Pointing records
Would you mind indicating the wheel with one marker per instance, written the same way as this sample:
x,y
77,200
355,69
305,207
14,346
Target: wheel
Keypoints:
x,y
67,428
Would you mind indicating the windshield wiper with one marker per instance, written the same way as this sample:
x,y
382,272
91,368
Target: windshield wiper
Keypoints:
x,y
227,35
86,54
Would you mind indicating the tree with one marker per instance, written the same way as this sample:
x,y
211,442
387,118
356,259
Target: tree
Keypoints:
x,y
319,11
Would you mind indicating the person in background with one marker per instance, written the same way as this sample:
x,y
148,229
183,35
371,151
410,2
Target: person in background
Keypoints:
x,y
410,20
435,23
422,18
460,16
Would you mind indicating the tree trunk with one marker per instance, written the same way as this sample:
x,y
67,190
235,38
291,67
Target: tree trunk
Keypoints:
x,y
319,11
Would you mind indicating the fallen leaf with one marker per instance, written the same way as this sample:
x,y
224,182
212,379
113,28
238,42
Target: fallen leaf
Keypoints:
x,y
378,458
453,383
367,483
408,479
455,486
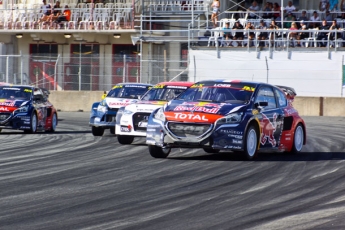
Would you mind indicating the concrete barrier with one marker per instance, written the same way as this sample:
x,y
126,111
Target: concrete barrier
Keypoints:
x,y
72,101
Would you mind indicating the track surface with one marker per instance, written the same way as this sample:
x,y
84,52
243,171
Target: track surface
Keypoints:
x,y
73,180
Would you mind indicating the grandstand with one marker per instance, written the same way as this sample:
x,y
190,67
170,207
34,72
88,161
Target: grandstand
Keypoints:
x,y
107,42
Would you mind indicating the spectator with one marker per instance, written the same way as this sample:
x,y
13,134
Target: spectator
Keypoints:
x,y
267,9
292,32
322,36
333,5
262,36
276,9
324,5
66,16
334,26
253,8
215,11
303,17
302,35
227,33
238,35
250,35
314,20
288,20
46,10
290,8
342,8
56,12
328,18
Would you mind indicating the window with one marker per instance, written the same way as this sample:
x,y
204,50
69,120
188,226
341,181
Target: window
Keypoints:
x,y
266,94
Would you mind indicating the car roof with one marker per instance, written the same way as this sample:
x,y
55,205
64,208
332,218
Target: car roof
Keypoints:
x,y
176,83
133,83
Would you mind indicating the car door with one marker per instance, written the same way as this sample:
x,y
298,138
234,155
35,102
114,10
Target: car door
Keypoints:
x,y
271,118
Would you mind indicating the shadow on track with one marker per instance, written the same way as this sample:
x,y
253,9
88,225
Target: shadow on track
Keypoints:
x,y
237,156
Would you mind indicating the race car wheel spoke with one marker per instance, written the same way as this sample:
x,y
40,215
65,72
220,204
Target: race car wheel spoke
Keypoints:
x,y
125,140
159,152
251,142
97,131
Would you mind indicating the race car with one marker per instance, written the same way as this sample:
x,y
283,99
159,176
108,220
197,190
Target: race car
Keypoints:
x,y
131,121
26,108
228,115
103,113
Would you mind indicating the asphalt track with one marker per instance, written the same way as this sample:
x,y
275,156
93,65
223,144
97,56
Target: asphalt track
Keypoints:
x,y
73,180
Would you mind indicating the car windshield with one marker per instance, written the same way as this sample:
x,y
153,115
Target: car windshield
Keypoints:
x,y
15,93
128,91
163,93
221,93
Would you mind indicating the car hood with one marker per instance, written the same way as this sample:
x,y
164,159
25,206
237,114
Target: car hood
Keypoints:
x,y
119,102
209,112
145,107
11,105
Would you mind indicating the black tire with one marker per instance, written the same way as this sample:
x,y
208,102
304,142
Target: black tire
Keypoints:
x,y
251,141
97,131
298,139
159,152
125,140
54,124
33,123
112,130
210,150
--
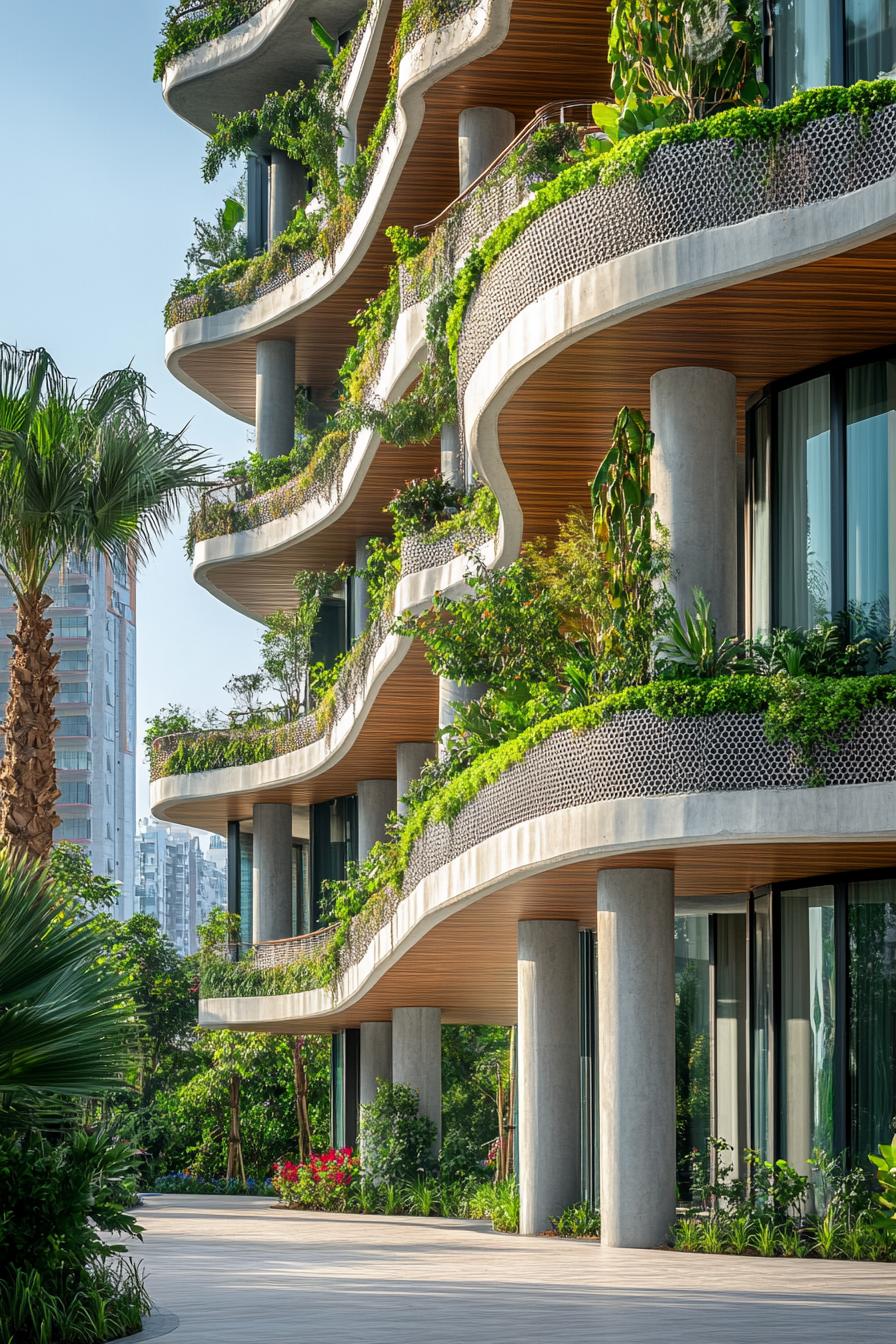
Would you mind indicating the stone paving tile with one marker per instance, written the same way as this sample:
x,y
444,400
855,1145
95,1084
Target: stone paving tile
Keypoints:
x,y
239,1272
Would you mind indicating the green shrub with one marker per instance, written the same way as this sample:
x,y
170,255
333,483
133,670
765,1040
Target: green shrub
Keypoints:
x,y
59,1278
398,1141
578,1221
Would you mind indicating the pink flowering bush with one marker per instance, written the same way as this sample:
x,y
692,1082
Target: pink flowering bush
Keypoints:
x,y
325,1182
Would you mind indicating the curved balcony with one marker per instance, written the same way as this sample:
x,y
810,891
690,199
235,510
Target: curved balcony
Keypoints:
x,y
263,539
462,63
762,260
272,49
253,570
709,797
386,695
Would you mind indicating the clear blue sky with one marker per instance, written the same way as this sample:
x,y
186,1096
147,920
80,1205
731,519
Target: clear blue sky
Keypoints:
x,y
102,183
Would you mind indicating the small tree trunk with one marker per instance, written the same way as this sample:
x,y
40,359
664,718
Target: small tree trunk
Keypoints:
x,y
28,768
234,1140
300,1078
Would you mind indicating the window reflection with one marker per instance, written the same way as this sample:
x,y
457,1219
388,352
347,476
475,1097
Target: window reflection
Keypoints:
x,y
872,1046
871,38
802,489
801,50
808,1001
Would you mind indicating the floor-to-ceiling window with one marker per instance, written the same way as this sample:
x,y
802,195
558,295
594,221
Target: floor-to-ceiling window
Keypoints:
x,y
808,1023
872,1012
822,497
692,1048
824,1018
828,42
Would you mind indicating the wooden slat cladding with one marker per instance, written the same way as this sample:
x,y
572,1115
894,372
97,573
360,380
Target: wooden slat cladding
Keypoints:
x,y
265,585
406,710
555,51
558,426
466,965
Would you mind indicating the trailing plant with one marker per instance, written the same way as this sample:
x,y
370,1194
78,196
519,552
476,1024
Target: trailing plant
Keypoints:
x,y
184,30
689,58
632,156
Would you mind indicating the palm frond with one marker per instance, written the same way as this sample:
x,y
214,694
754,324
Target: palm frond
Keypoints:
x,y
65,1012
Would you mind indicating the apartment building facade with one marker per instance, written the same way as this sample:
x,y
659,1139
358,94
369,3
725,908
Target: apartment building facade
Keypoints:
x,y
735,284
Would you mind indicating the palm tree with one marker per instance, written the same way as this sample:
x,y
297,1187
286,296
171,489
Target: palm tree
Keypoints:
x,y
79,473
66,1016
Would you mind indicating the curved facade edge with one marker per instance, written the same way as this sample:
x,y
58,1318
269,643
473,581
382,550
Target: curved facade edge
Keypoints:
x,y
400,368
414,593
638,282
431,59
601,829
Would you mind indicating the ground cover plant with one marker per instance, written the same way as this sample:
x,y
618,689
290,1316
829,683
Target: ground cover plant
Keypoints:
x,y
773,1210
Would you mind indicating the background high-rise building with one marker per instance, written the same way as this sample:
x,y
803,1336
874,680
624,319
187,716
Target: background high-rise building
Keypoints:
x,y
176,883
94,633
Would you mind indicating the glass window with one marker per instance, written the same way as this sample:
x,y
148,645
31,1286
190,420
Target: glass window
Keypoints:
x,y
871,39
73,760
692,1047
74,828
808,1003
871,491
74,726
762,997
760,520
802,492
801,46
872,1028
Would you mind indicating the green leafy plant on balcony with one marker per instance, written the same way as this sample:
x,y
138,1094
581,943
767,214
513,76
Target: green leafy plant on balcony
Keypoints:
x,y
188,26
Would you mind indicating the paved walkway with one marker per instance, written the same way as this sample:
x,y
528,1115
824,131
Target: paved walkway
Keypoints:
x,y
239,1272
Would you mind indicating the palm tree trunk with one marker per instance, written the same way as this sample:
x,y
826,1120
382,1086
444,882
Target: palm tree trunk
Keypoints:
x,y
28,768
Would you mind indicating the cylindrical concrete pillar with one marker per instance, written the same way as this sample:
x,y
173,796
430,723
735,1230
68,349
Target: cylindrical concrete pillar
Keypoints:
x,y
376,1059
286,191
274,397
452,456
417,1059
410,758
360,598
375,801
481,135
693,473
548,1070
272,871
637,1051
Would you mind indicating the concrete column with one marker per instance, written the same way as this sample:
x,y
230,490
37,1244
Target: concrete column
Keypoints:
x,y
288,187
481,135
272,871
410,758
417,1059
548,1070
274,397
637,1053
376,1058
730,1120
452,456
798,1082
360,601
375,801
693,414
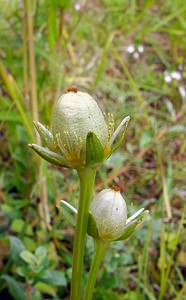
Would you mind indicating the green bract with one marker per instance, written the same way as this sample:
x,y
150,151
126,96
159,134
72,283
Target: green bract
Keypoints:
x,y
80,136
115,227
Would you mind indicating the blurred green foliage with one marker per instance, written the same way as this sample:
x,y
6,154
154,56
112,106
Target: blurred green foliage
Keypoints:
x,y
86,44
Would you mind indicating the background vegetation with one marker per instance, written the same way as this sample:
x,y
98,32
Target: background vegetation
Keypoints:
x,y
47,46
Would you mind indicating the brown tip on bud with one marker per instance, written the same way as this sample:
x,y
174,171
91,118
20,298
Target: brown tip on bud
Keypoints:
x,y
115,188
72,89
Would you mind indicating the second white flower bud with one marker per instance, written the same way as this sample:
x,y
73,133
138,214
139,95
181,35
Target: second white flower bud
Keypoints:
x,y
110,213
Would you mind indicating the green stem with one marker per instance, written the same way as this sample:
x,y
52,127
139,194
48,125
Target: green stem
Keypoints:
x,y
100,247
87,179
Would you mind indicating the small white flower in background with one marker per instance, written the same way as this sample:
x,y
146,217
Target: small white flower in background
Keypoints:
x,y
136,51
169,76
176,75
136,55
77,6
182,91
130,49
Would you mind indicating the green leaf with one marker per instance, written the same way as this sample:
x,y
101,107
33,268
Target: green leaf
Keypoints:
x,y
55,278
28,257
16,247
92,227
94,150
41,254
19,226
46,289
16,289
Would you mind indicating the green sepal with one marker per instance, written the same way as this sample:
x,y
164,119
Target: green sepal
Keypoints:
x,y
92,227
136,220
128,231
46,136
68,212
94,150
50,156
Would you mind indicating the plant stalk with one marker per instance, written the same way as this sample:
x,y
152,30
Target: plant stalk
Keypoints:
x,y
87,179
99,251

What the exercise asks
Please gather every line of the records above that contains the word "trailing", and copy each of those lines in full.

Task result
Would you mind indicating the trailing plant with one marker per instance, written the same way as this sample:
Target: trailing plant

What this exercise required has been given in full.